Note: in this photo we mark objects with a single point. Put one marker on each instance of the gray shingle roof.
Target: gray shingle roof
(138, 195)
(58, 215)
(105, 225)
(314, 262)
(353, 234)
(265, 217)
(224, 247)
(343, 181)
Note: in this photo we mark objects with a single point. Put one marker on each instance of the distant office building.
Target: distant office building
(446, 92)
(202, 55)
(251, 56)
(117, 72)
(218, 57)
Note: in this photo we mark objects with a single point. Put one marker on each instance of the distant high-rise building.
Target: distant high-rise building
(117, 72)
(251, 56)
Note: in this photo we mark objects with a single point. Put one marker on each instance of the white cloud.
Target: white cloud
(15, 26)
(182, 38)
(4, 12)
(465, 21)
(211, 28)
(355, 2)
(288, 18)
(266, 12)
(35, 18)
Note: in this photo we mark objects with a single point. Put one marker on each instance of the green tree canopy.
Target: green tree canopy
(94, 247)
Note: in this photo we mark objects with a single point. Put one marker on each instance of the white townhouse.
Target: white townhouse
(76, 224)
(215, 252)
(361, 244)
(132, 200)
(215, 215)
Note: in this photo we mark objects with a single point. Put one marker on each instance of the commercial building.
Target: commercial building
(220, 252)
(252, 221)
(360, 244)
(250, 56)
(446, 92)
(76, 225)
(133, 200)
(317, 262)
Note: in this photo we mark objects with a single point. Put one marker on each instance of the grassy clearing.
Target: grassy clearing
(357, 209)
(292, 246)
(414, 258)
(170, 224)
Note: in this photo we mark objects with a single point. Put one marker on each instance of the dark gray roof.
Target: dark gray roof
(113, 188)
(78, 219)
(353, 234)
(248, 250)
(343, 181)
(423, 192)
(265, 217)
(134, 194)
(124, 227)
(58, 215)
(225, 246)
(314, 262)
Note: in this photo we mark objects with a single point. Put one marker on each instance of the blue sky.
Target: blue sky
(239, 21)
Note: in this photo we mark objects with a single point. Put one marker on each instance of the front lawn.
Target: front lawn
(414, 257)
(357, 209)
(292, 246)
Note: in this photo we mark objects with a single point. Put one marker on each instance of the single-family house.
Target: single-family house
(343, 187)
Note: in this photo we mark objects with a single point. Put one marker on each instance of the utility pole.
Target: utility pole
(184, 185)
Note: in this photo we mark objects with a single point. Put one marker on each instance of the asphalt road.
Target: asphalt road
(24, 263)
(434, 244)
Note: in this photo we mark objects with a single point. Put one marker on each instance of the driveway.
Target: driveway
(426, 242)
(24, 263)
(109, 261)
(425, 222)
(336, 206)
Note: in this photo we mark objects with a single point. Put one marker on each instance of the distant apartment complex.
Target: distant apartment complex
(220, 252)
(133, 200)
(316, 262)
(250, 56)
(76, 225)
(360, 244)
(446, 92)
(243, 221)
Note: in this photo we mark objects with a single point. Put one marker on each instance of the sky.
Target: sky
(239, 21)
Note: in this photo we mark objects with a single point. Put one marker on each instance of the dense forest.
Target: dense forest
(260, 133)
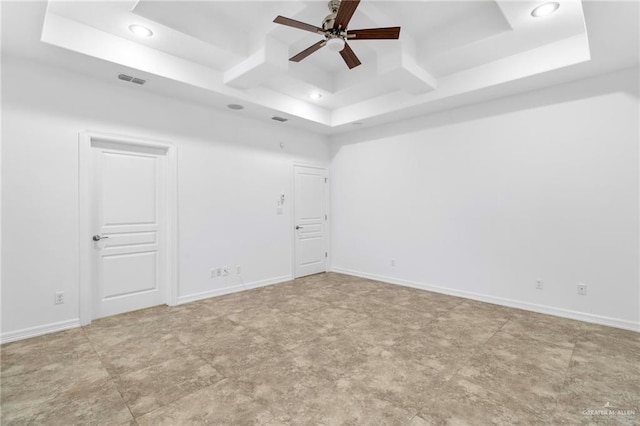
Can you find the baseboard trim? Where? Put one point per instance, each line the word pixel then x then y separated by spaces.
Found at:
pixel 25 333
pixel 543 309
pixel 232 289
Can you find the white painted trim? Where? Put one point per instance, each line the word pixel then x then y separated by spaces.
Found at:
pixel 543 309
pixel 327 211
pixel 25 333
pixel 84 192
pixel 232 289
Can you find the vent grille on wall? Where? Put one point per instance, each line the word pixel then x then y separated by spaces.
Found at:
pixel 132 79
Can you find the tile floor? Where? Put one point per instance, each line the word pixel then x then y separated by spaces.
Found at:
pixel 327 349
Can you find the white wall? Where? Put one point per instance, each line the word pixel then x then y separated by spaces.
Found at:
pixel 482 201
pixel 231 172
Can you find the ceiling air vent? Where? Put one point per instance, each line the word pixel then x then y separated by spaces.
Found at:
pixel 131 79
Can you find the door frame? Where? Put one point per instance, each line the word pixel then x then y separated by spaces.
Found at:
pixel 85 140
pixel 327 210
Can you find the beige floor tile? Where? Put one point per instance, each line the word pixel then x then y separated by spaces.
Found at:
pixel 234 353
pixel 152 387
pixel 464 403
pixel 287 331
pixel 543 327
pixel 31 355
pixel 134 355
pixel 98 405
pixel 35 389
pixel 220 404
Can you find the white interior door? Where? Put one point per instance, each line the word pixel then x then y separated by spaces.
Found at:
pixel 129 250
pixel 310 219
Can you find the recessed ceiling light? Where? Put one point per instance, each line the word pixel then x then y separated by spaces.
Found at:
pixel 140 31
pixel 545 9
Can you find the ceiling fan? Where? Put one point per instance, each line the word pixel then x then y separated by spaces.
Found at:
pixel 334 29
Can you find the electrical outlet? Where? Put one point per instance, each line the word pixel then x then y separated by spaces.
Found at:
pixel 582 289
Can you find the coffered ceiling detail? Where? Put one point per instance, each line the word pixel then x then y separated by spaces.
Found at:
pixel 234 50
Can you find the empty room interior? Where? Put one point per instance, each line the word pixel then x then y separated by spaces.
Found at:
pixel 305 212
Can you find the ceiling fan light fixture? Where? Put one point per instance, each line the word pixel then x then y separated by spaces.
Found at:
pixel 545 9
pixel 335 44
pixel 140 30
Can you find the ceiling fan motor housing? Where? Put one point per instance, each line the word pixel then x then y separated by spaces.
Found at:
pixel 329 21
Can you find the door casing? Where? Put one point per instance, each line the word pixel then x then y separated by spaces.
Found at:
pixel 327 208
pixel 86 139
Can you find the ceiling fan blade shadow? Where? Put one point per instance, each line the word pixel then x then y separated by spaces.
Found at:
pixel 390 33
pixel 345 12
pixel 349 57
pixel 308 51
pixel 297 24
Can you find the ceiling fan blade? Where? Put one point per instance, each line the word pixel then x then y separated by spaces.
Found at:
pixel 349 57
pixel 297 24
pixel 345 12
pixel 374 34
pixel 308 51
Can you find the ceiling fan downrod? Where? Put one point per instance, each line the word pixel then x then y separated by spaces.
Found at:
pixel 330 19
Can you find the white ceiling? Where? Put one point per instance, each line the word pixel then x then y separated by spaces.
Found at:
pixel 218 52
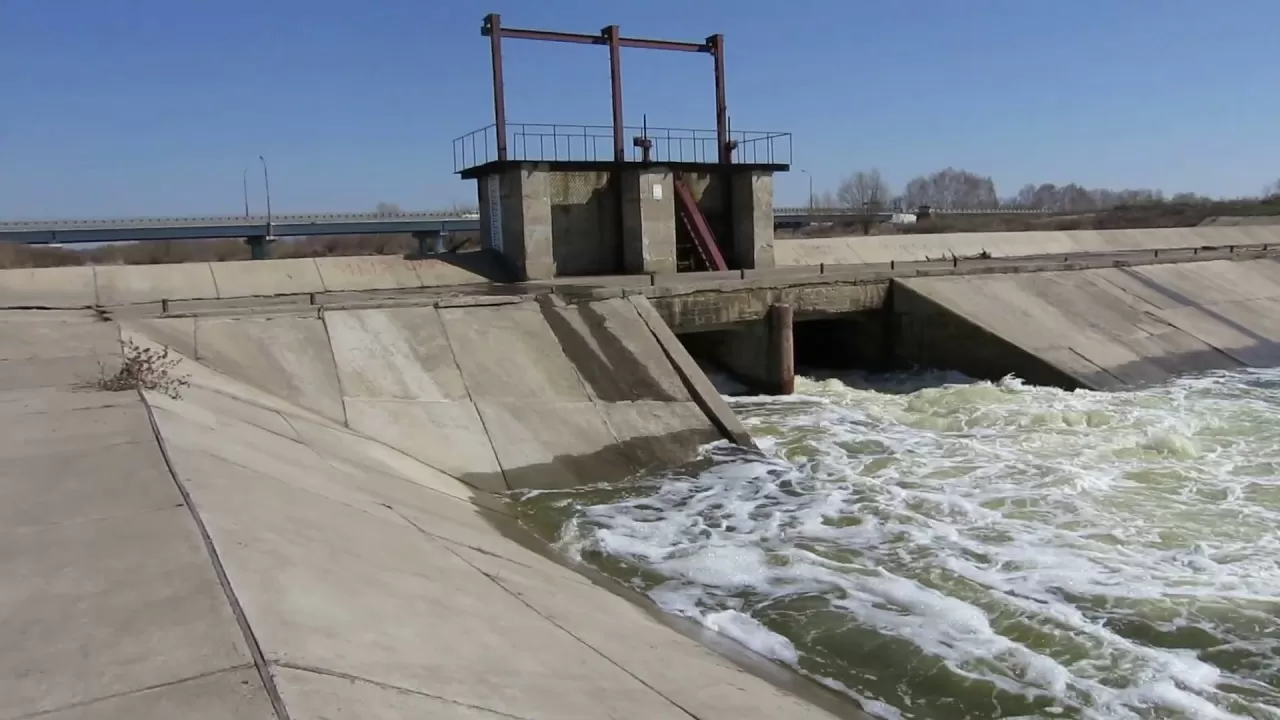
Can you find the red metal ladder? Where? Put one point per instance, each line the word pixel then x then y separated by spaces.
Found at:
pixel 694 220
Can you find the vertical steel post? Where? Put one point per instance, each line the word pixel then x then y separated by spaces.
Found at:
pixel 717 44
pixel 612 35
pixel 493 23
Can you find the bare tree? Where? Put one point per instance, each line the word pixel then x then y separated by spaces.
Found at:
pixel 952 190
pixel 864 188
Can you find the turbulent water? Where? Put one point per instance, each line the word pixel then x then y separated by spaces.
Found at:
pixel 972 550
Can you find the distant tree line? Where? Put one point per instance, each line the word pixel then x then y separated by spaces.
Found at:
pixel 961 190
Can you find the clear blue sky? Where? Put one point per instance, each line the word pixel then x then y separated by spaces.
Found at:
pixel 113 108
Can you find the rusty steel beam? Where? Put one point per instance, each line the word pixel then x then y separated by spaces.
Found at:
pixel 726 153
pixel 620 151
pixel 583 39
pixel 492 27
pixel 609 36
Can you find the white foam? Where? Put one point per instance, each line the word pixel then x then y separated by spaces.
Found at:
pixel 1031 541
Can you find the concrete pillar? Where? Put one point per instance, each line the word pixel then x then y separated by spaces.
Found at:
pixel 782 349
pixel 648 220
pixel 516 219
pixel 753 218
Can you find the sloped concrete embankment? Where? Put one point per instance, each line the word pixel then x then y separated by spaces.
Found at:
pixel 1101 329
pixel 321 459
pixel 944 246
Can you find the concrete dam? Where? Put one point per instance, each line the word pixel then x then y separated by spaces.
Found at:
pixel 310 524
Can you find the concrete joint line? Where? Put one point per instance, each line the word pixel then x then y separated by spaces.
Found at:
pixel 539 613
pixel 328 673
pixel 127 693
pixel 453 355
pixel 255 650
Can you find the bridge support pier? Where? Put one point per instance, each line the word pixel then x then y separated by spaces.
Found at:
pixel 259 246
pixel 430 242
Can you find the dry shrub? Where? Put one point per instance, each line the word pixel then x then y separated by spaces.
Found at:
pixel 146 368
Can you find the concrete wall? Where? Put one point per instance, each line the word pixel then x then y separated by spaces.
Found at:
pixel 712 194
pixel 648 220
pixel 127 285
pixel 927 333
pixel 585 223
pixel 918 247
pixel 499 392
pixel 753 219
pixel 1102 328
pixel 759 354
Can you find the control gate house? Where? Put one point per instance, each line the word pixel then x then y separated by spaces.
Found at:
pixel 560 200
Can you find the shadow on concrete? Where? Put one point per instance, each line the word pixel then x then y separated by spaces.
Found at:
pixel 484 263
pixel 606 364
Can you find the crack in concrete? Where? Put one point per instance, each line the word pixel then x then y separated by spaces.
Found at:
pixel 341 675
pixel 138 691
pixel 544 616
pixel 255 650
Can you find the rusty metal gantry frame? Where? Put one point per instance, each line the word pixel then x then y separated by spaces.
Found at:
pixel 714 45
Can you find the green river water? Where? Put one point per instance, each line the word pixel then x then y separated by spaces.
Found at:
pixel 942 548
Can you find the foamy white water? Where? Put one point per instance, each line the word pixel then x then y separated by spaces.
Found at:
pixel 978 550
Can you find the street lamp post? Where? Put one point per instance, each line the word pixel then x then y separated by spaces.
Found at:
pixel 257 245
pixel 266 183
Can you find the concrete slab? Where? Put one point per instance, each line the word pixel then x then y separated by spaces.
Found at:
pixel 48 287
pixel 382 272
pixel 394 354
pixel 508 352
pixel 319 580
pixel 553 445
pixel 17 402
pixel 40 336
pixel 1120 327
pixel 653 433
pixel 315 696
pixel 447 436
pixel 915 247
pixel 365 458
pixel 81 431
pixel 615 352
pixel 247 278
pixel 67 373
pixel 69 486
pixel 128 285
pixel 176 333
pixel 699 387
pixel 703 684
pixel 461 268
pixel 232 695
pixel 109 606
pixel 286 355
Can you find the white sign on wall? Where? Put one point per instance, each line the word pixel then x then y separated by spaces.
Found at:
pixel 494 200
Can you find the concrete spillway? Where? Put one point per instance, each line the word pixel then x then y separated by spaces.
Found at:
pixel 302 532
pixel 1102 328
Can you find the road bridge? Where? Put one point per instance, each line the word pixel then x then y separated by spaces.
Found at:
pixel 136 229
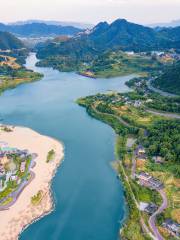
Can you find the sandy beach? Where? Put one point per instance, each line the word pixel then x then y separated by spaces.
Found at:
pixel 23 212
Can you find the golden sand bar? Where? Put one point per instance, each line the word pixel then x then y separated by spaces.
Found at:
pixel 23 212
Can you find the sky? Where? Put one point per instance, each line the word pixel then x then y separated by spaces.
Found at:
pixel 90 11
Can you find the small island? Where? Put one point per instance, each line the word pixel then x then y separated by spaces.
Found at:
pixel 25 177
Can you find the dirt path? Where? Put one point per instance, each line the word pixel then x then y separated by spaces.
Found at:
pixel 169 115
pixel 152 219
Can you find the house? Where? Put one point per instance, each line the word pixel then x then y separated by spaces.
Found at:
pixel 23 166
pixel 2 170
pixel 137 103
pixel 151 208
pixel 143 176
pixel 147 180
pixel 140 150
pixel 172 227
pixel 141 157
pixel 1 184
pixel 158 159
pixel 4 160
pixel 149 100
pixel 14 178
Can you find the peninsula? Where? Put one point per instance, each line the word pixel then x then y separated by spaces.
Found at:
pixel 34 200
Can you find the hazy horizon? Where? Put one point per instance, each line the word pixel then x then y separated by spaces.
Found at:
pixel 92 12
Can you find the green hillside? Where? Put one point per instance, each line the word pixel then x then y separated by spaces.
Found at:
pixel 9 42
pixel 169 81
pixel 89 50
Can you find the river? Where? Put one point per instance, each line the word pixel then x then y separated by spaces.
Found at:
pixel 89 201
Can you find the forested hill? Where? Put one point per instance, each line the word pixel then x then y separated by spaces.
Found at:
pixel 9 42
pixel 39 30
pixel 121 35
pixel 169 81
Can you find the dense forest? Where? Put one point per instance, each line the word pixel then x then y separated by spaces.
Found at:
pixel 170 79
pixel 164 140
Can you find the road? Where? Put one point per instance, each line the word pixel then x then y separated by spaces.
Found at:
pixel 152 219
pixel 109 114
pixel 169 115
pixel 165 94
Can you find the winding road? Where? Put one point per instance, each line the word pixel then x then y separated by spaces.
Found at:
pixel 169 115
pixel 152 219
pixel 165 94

-*-

Only one stretch of the data above is needed. Restate it word for word, from the line containing "Can you find the ceiling air" through the line containing "Can you find the door frame?", both ends included.

Can you find the ceiling air vent? Where? Put one point per instance, each line the word pixel then x then y separated by spaces.
Found at:
pixel 131 79
Can you find the door frame? Where? Put one point per instance, each line the word pixel then x then y separated by spaces.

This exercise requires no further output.